→ Exercise description
The output must contain exactly the lines from the top of the listing below through the line containing "indicate the green bush, a", and no pictures.

→ Data records
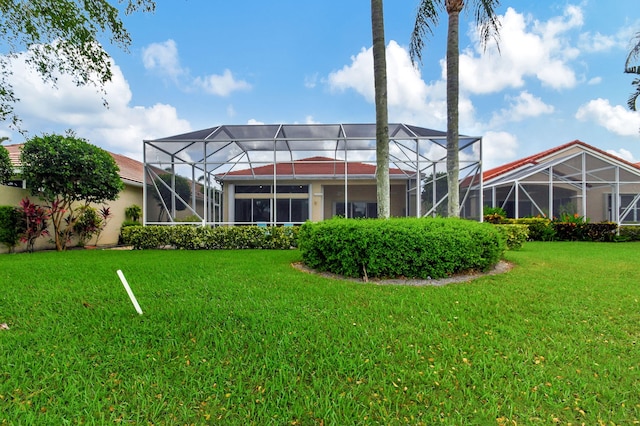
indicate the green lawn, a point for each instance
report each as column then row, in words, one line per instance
column 240, row 337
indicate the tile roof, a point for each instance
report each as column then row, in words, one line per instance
column 312, row 166
column 130, row 170
column 539, row 157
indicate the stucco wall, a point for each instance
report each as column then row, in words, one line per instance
column 324, row 193
column 10, row 196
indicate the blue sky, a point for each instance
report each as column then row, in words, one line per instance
column 200, row 63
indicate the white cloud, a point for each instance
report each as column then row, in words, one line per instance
column 624, row 154
column 120, row 128
column 528, row 49
column 498, row 148
column 616, row 119
column 163, row 58
column 410, row 99
column 523, row 106
column 221, row 85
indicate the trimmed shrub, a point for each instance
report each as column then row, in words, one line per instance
column 628, row 233
column 402, row 247
column 570, row 231
column 600, row 232
column 540, row 228
column 11, row 226
column 191, row 237
column 514, row 235
column 125, row 224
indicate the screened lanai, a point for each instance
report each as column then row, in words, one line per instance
column 290, row 173
column 574, row 178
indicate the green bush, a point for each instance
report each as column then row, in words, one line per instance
column 571, row 231
column 540, row 228
column 191, row 237
column 628, row 233
column 402, row 247
column 494, row 215
column 514, row 235
column 11, row 226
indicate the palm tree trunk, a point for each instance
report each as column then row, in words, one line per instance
column 382, row 119
column 453, row 93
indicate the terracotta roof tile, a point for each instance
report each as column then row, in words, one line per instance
column 130, row 169
column 536, row 158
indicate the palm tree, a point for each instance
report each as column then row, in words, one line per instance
column 382, row 118
column 629, row 68
column 426, row 19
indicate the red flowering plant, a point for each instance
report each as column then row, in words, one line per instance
column 35, row 222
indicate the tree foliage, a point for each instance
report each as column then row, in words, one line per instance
column 63, row 170
column 632, row 66
column 62, row 36
column 427, row 18
column 6, row 168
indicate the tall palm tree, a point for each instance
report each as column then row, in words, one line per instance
column 382, row 117
column 426, row 19
column 631, row 67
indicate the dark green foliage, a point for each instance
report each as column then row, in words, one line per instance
column 540, row 228
column 63, row 170
column 404, row 247
column 628, row 233
column 88, row 224
column 189, row 237
column 6, row 168
column 11, row 226
column 494, row 215
column 62, row 37
column 514, row 235
column 570, row 231
column 599, row 232
column 133, row 212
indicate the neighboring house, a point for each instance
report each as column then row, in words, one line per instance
column 289, row 173
column 130, row 173
column 574, row 178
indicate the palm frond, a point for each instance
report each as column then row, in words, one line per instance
column 633, row 98
column 633, row 57
column 487, row 20
column 426, row 20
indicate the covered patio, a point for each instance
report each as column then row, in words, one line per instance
column 324, row 168
column 574, row 178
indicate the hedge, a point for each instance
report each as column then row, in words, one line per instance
column 514, row 235
column 11, row 226
column 190, row 237
column 400, row 247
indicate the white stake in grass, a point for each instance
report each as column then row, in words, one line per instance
column 129, row 292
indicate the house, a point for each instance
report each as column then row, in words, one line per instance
column 574, row 178
column 131, row 172
column 288, row 173
column 310, row 188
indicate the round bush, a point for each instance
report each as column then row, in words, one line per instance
column 404, row 247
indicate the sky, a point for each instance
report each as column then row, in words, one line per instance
column 193, row 64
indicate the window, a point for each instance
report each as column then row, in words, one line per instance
column 628, row 207
column 253, row 189
column 357, row 209
column 292, row 210
column 253, row 210
column 267, row 189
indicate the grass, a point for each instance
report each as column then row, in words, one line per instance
column 240, row 337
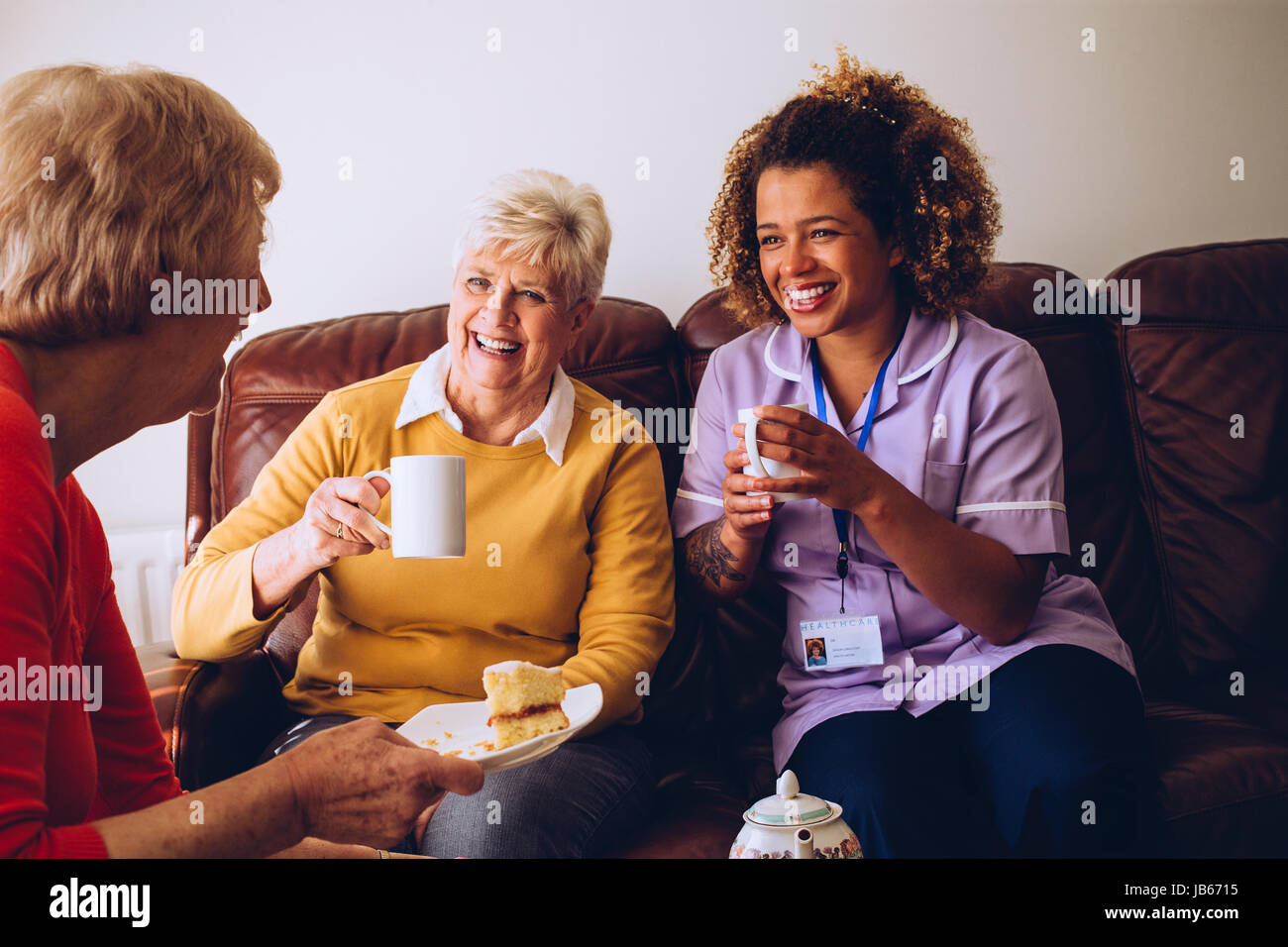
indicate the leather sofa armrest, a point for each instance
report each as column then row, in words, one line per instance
column 215, row 718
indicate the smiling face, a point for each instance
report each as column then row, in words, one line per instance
column 820, row 258
column 509, row 325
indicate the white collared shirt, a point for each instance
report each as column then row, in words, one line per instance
column 426, row 394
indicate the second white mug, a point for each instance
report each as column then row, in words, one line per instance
column 426, row 497
column 767, row 467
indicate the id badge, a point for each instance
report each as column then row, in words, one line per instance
column 841, row 641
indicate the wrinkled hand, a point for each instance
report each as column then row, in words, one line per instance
column 344, row 502
column 833, row 471
column 365, row 784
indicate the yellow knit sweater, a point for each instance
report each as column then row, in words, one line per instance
column 565, row 566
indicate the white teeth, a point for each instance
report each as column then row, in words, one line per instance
column 496, row 344
column 812, row 292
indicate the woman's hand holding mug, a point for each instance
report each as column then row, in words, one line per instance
column 339, row 519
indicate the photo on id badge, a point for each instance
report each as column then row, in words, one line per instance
column 841, row 641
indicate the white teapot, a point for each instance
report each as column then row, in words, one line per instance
column 791, row 825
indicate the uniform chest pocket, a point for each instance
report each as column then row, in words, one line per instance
column 943, row 482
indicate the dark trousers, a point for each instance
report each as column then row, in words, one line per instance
column 1056, row 766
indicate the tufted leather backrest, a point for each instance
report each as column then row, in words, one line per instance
column 626, row 352
column 1206, row 372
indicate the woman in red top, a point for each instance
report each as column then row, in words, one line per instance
column 110, row 180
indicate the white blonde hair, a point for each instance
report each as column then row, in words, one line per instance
column 544, row 221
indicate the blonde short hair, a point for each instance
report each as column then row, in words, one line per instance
column 110, row 179
column 548, row 222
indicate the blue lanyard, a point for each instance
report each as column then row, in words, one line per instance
column 842, row 517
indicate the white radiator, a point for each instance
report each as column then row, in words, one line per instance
column 145, row 567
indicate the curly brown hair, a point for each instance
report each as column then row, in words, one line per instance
column 883, row 138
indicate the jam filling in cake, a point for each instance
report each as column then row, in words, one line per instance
column 523, row 701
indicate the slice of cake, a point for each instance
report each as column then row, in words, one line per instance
column 524, row 701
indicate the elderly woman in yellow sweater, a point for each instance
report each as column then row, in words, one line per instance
column 585, row 579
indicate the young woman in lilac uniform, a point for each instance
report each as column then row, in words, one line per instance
column 974, row 702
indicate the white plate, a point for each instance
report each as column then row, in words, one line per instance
column 462, row 729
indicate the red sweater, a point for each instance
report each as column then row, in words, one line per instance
column 63, row 766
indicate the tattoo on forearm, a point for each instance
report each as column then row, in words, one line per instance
column 706, row 557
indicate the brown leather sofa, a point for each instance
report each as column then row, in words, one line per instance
column 1180, row 522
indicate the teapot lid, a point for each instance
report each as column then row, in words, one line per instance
column 790, row 806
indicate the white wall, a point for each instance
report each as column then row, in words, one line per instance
column 1098, row 157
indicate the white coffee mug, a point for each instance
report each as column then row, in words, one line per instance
column 426, row 496
column 767, row 467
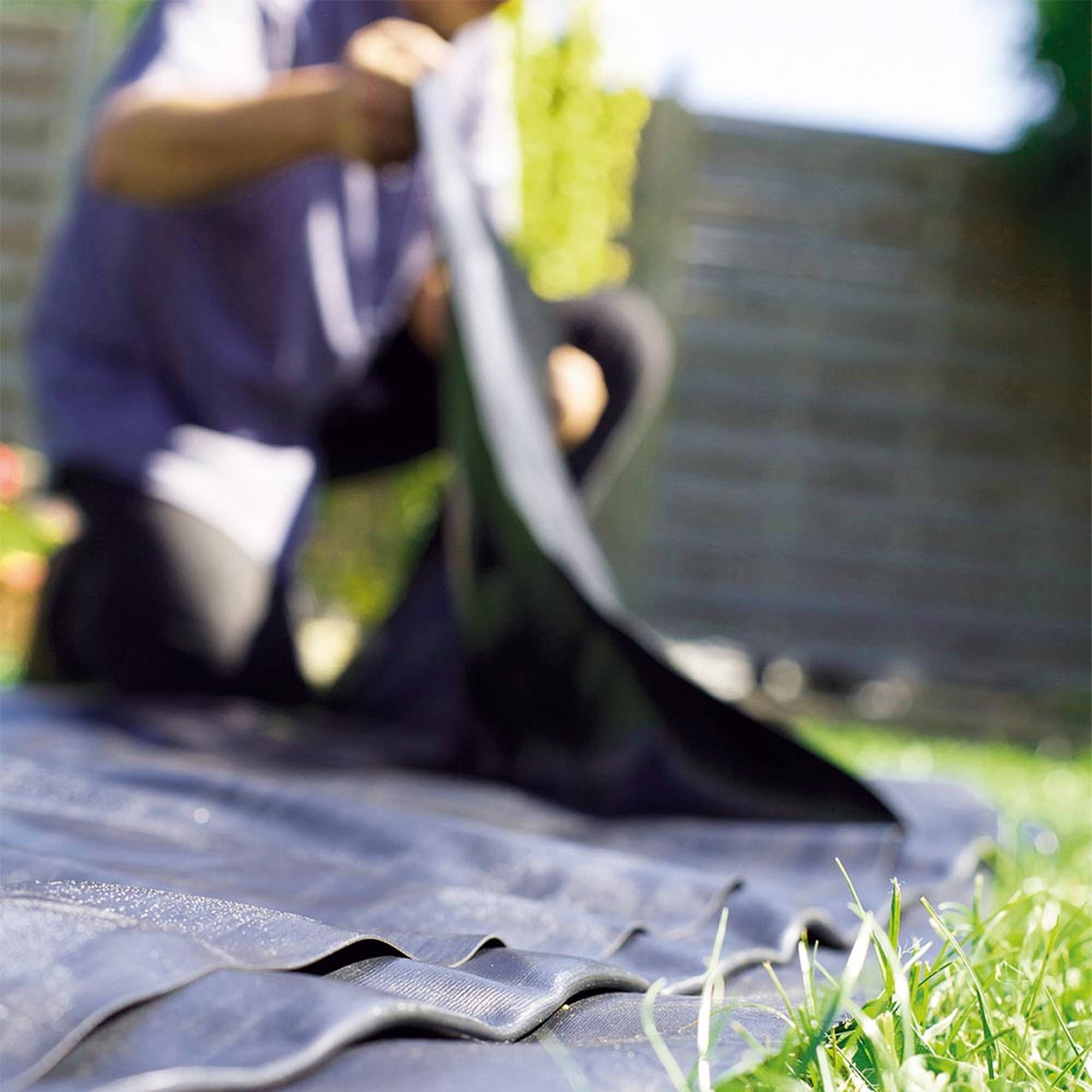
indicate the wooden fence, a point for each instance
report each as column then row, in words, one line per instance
column 51, row 57
column 877, row 454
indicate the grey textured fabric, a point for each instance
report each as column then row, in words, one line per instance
column 189, row 851
column 211, row 895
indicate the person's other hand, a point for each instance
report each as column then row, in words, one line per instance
column 381, row 65
column 449, row 17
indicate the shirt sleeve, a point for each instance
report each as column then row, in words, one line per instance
column 217, row 48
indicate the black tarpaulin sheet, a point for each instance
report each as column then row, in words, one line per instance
column 165, row 862
column 211, row 895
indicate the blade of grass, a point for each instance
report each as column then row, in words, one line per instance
column 965, row 960
column 672, row 1067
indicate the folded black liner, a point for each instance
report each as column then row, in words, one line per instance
column 206, row 895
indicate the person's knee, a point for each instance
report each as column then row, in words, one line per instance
column 628, row 336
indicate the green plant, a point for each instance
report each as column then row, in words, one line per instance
column 999, row 1001
column 579, row 145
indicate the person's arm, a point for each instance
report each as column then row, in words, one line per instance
column 168, row 150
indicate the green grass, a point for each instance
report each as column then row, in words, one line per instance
column 1001, row 999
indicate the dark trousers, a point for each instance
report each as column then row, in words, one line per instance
column 153, row 600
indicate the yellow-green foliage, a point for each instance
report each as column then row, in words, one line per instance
column 579, row 144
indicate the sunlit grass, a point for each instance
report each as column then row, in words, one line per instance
column 1001, row 996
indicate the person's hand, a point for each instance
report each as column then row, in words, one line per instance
column 382, row 63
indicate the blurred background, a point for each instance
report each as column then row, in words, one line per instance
column 869, row 224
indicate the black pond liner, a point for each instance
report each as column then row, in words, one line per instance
column 206, row 895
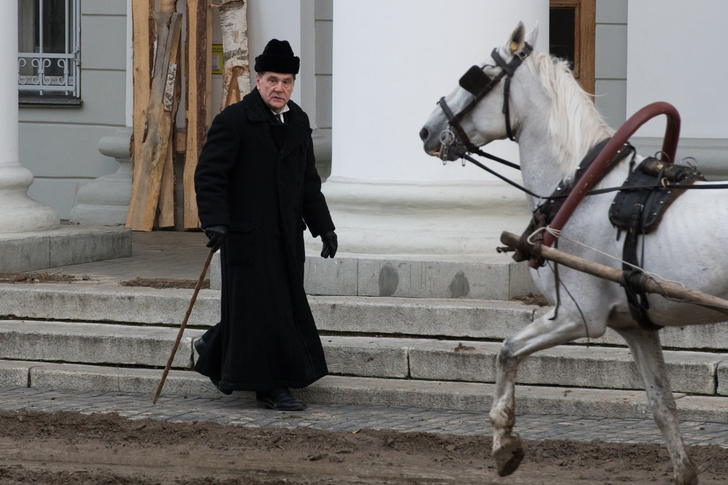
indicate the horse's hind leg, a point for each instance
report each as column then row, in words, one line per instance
column 647, row 354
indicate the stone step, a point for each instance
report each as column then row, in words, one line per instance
column 406, row 358
column 463, row 396
column 426, row 317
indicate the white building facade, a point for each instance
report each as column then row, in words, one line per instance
column 371, row 73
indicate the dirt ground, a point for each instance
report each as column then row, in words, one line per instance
column 76, row 449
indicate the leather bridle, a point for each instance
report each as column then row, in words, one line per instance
column 479, row 84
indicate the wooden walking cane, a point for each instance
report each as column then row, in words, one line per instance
column 184, row 324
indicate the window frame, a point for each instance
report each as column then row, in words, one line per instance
column 35, row 88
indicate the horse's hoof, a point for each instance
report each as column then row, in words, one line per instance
column 508, row 456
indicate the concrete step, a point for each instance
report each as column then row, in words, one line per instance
column 463, row 396
column 426, row 317
column 405, row 358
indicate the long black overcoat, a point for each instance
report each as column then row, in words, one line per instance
column 258, row 177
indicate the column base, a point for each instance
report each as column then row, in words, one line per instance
column 105, row 200
column 19, row 212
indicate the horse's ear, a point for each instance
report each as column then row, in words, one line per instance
column 518, row 37
column 531, row 37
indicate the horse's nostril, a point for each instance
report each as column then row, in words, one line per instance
column 424, row 134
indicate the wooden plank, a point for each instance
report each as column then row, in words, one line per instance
column 146, row 189
column 142, row 72
column 199, row 72
column 167, row 200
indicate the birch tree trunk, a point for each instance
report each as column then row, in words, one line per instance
column 236, row 66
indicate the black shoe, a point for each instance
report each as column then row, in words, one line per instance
column 200, row 347
column 280, row 400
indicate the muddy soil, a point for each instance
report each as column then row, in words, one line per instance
column 77, row 449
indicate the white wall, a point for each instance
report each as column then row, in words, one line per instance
column 393, row 60
column 676, row 53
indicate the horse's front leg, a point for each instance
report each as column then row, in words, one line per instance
column 647, row 354
column 541, row 334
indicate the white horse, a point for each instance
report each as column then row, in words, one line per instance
column 555, row 124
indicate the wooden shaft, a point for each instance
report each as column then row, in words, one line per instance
column 168, row 6
column 664, row 288
column 184, row 324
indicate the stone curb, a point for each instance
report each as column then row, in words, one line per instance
column 472, row 397
column 423, row 359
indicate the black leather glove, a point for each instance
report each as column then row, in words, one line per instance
column 331, row 244
column 216, row 236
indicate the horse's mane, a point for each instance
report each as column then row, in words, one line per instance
column 575, row 125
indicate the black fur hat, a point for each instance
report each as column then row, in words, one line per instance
column 277, row 57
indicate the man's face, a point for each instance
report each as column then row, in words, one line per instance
column 275, row 89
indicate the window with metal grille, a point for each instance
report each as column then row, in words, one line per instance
column 49, row 53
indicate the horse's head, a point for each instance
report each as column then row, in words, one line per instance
column 477, row 111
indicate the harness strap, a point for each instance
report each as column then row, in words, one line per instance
column 510, row 68
column 456, row 125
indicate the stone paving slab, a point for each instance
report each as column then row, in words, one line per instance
column 423, row 359
column 64, row 245
column 463, row 396
column 240, row 410
column 94, row 343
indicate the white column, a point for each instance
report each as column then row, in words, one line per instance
column 19, row 212
column 392, row 61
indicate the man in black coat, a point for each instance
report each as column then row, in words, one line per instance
column 257, row 191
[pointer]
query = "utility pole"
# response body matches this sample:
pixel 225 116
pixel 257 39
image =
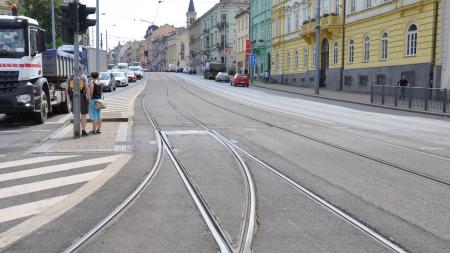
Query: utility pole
pixel 97 52
pixel 76 80
pixel 316 88
pixel 53 24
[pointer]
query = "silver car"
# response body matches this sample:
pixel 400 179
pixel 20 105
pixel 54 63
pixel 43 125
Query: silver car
pixel 222 77
pixel 121 78
pixel 107 81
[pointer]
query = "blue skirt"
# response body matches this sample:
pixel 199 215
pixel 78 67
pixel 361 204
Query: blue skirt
pixel 94 114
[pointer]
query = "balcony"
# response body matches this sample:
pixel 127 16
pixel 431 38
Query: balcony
pixel 330 24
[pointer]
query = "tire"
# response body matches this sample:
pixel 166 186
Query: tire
pixel 66 106
pixel 41 116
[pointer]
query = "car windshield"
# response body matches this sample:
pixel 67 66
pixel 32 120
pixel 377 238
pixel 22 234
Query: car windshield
pixel 104 76
pixel 12 42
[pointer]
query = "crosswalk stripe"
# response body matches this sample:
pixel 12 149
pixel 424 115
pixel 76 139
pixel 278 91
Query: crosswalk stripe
pixel 56 168
pixel 47 184
pixel 28 209
pixel 34 160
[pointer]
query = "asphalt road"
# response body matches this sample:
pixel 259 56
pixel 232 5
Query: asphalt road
pixel 386 169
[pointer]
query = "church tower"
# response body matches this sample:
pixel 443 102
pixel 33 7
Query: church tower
pixel 191 15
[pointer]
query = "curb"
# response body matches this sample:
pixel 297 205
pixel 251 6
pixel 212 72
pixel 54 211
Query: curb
pixel 358 103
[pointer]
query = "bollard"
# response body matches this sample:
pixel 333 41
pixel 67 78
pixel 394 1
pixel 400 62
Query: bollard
pixel 444 106
pixel 371 94
pixel 396 96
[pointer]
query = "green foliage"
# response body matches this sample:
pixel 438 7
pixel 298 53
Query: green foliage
pixel 41 11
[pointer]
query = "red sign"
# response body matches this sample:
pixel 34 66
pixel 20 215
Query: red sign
pixel 247 48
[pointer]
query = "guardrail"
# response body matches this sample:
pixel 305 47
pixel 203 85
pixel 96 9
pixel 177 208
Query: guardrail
pixel 419 98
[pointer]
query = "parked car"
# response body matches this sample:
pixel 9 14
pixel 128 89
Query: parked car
pixel 137 71
pixel 222 77
pixel 121 79
pixel 131 76
pixel 107 81
pixel 239 79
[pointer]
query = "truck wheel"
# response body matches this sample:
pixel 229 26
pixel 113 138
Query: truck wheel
pixel 65 107
pixel 41 117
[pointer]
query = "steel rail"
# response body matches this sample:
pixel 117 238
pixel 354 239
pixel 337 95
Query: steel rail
pixel 119 209
pixel 362 227
pixel 336 146
pixel 249 224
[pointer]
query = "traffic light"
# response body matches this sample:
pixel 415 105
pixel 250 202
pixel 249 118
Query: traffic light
pixel 83 13
pixel 68 18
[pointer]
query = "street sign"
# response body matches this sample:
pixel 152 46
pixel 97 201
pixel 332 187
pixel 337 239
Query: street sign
pixel 253 59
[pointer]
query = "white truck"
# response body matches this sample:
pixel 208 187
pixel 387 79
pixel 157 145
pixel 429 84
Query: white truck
pixel 33 80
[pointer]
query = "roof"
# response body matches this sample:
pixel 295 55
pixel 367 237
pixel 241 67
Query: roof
pixel 191 6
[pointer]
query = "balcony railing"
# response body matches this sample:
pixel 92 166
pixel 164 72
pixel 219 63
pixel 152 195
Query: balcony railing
pixel 418 98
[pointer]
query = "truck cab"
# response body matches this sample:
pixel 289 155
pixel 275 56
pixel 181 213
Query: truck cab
pixel 24 87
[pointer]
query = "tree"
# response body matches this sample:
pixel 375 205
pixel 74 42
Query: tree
pixel 41 11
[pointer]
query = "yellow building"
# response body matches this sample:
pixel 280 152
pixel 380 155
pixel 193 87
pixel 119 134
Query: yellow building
pixel 376 42
pixel 178 48
pixel 242 35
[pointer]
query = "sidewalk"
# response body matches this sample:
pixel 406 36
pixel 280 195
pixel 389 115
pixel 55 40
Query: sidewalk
pixel 341 96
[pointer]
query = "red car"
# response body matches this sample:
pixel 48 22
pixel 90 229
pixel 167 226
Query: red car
pixel 131 76
pixel 239 79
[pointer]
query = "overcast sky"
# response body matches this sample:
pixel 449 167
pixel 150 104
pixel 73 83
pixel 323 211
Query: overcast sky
pixel 125 15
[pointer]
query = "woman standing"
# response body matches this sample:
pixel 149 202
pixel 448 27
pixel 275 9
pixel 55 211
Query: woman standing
pixel 95 93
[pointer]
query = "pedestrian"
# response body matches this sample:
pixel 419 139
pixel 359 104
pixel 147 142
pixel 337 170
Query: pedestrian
pixel 84 103
pixel 403 83
pixel 95 93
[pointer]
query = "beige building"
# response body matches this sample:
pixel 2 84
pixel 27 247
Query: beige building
pixel 4 7
pixel 178 48
pixel 242 35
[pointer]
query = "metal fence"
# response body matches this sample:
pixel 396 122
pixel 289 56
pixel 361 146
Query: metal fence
pixel 418 98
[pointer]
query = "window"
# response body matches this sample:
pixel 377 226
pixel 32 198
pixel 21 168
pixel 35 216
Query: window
pixel 351 52
pixel 352 6
pixel 384 46
pixel 363 80
pixel 367 49
pixel 411 47
pixel 337 6
pixel 335 53
pixel 305 58
pixel 314 57
pixel 288 60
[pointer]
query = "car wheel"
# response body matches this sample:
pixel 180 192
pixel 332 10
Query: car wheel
pixel 41 117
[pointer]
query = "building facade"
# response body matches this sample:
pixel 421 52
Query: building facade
pixel 373 42
pixel 242 38
pixel 261 35
pixel 215 33
pixel 178 48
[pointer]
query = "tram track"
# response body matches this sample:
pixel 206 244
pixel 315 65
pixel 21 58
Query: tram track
pixel 387 242
pixel 333 145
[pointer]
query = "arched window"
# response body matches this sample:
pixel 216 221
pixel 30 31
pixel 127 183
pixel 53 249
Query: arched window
pixel 288 60
pixel 335 53
pixel 367 49
pixel 351 51
pixel 384 46
pixel 411 46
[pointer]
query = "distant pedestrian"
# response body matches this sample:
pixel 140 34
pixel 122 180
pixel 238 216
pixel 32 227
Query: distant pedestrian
pixel 403 83
pixel 84 103
pixel 95 93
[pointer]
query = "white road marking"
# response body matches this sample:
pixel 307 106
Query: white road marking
pixel 34 160
pixel 28 209
pixel 47 184
pixel 186 132
pixel 56 168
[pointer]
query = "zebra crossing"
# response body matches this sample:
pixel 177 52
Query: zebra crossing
pixel 31 185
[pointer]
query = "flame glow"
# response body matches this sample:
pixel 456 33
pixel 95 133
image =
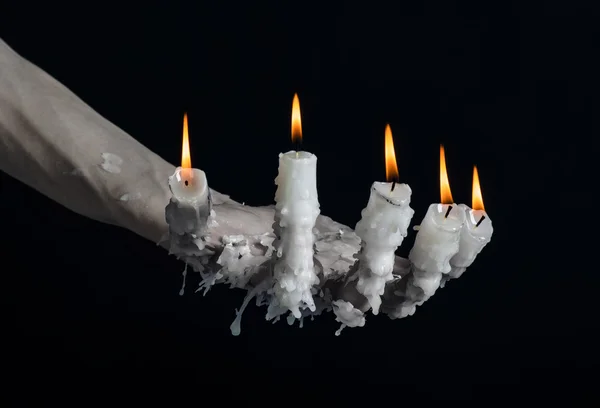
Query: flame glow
pixel 477 198
pixel 296 121
pixel 445 193
pixel 186 160
pixel 391 167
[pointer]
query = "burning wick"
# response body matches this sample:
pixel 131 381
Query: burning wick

→ Finished exercise
indicate the green lawn, a point for each instance
report each as column then row, in words, one line per instance
column 240, row 337
indicate the tile roof, a point for each instance
report each as column then row, in words, one line per instance
column 312, row 166
column 130, row 170
column 539, row 157
indicate the stucco wall, a point for each instance
report each as column then row, in words, one line per instance
column 324, row 193
column 10, row 196
indicate the blue sky, a point for each instance
report each as column then row, in words, one line per instance
column 200, row 63
indicate the white cloud, a point for each instance
report each as column then row, in words, one line per instance
column 624, row 154
column 120, row 128
column 528, row 49
column 498, row 148
column 616, row 119
column 163, row 58
column 410, row 99
column 523, row 106
column 221, row 85
indicate the trimmed shrub, a point for each instance
report each as column then row, in words, one line per instance
column 628, row 233
column 402, row 247
column 570, row 231
column 600, row 232
column 540, row 228
column 11, row 226
column 191, row 237
column 514, row 235
column 125, row 224
indicate the screened lanai, a point for each instance
report each as column then row, in words, one line per instance
column 290, row 173
column 574, row 178
indicate the green bush, a point for each instance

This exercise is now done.